* The task:
Format the listing below as a JSON array of strings, with one string per line and blank lines omitted.

* Dataset records:

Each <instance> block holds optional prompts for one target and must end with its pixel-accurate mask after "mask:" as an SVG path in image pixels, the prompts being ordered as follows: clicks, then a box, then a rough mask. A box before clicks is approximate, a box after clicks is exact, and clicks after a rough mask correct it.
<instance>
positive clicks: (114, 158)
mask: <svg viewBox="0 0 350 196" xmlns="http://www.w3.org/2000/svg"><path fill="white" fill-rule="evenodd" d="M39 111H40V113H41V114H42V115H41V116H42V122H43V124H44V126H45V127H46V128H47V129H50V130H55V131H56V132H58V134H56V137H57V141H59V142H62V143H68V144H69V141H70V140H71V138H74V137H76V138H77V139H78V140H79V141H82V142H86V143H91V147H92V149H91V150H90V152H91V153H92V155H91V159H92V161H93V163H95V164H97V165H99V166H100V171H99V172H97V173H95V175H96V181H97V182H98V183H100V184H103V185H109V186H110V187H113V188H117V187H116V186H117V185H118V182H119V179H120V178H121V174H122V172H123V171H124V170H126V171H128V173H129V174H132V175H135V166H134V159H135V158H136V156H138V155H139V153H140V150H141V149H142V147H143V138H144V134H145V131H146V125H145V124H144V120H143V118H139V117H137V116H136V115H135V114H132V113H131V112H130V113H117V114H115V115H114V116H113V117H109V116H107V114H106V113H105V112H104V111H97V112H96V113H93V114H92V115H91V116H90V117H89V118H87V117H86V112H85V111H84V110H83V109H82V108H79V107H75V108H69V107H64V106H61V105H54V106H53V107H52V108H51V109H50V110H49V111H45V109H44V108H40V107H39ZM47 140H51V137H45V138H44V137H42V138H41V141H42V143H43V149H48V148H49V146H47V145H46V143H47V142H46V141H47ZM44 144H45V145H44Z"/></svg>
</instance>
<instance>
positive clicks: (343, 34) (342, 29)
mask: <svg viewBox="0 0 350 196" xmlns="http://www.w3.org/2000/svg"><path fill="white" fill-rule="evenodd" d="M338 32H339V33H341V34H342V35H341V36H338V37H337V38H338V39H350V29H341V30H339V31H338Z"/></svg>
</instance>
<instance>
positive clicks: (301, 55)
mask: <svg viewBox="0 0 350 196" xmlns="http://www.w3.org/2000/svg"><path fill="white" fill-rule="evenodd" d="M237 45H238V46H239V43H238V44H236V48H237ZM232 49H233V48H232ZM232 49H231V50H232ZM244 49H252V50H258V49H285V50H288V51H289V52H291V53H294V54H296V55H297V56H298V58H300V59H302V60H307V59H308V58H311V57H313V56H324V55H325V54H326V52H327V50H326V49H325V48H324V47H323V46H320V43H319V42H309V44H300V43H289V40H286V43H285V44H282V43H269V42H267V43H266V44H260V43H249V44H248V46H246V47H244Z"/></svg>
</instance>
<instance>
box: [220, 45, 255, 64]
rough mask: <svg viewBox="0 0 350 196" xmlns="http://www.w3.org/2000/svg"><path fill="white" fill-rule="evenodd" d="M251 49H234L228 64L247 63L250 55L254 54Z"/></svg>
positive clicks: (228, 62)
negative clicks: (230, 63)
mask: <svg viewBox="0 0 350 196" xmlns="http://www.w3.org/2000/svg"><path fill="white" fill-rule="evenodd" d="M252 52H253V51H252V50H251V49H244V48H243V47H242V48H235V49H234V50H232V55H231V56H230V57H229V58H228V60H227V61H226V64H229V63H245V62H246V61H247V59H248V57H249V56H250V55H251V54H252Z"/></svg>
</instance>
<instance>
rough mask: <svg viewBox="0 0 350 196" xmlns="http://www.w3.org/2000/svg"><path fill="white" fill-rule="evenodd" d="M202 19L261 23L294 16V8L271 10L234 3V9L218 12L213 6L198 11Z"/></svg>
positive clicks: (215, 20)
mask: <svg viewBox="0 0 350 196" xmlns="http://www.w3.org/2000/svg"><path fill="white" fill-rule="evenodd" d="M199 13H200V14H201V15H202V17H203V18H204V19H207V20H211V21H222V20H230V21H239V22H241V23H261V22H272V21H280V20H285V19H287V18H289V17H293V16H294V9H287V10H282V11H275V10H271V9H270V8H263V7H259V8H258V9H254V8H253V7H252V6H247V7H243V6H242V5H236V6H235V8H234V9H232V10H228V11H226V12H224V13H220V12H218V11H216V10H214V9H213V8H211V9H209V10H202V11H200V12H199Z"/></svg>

* Your solution:
[
  "Each <instance> block holds optional prompts for one target and must end with its pixel-accurate mask after \"mask:\" as an SVG path in image pixels, the prompts being ordered as follows: clicks, then a box, then a rough mask. A box before clicks is approximate, a box after clicks is exact, and clicks after a rough mask correct it.",
  "<instance>",
  "positive clicks: (114, 158)",
  "mask: <svg viewBox=\"0 0 350 196\" xmlns=\"http://www.w3.org/2000/svg\"><path fill=\"white\" fill-rule=\"evenodd\" d=\"M39 111H40V113H41V114H42V115H41V116H42V122H43V124H44V126H45V127H46V128H47V129H50V130H55V131H56V132H58V134H56V137H57V141H59V142H62V143H68V144H69V141H70V140H71V138H74V137H76V138H77V139H78V140H79V141H82V142H86V143H91V147H92V149H91V150H90V152H91V153H92V155H91V159H92V161H93V163H95V164H97V165H99V166H100V171H99V172H97V173H95V175H96V181H97V182H98V183H100V184H103V185H109V186H110V187H113V188H117V187H116V186H117V185H118V182H119V179H120V178H121V174H122V172H123V171H124V170H126V171H128V173H129V174H132V175H135V166H134V159H135V158H136V156H138V155H139V153H140V150H141V149H142V147H143V138H144V134H145V131H146V125H145V124H144V120H143V118H139V117H137V116H136V115H135V114H132V113H131V112H130V113H117V114H115V115H114V116H113V117H109V116H107V114H106V113H105V112H104V111H97V112H96V113H93V114H92V115H91V116H90V117H89V118H87V117H86V112H85V111H84V110H83V109H82V108H79V107H75V108H69V107H64V106H61V105H54V106H53V107H52V108H51V109H50V110H49V111H45V109H44V108H40V107H39ZM47 140H51V137H45V138H44V137H42V138H41V141H42V143H43V149H48V148H49V146H47V145H46V143H47V142H46V141H47ZM44 144H45V145H44Z\"/></svg>",
  "</instance>",
  "<instance>",
  "positive clicks: (343, 34) (342, 29)",
  "mask: <svg viewBox=\"0 0 350 196\" xmlns=\"http://www.w3.org/2000/svg\"><path fill=\"white\" fill-rule=\"evenodd\" d=\"M338 32H339V33H341V34H342V35H341V36H338V37H337V38H338V39H350V29H341V30H339V31H338Z\"/></svg>",
  "</instance>",
  "<instance>",
  "positive clicks: (301, 55)",
  "mask: <svg viewBox=\"0 0 350 196\" xmlns=\"http://www.w3.org/2000/svg\"><path fill=\"white\" fill-rule=\"evenodd\" d=\"M237 45H238V46H239V43H238V44H236V48H237ZM232 49H233V48H232ZM232 49H231V50H232ZM244 49H252V50H258V49H285V50H288V51H289V52H291V53H294V54H296V55H297V56H298V58H300V59H302V60H307V59H308V58H311V57H313V56H324V55H325V54H326V52H327V50H326V49H325V48H324V47H323V46H320V43H319V42H309V44H300V43H289V40H286V43H285V44H282V43H269V42H267V43H266V44H260V43H249V44H248V46H246V47H244Z\"/></svg>",
  "</instance>",
  "<instance>",
  "box: [220, 45, 255, 64]",
  "rough mask: <svg viewBox=\"0 0 350 196\" xmlns=\"http://www.w3.org/2000/svg\"><path fill=\"white\" fill-rule=\"evenodd\" d=\"M251 49H234L228 64L247 63L250 55L254 54Z\"/></svg>",
  "positive clicks: (228, 62)",
  "negative clicks: (230, 63)",
  "mask: <svg viewBox=\"0 0 350 196\" xmlns=\"http://www.w3.org/2000/svg\"><path fill=\"white\" fill-rule=\"evenodd\" d=\"M252 52H253V51H252V50H251V49H244V48H243V47H242V48H235V49H234V50H232V55H231V56H230V57H229V58H228V60H227V61H226V64H229V63H245V62H246V61H247V59H248V57H249V56H250V55H251V54H252Z\"/></svg>",
  "</instance>",
  "<instance>",
  "rough mask: <svg viewBox=\"0 0 350 196\" xmlns=\"http://www.w3.org/2000/svg\"><path fill=\"white\" fill-rule=\"evenodd\" d=\"M202 19L261 23L294 16V8L271 10L234 3V9L218 12L213 6L198 11Z\"/></svg>",
  "positive clicks: (215, 20)",
  "mask: <svg viewBox=\"0 0 350 196\" xmlns=\"http://www.w3.org/2000/svg\"><path fill=\"white\" fill-rule=\"evenodd\" d=\"M199 13H200V14H201V15H202V17H203V18H204V19H207V20H211V21H222V20H230V21H239V22H241V23H261V22H272V21H280V20H285V19H287V18H289V17H293V16H294V9H287V10H282V11H275V10H271V9H270V8H263V7H259V8H258V9H254V8H253V7H252V6H247V7H243V6H242V5H236V6H235V8H234V9H232V10H228V11H226V12H224V13H220V12H218V11H216V10H214V9H213V8H211V9H209V10H202V11H200V12H199Z\"/></svg>"
]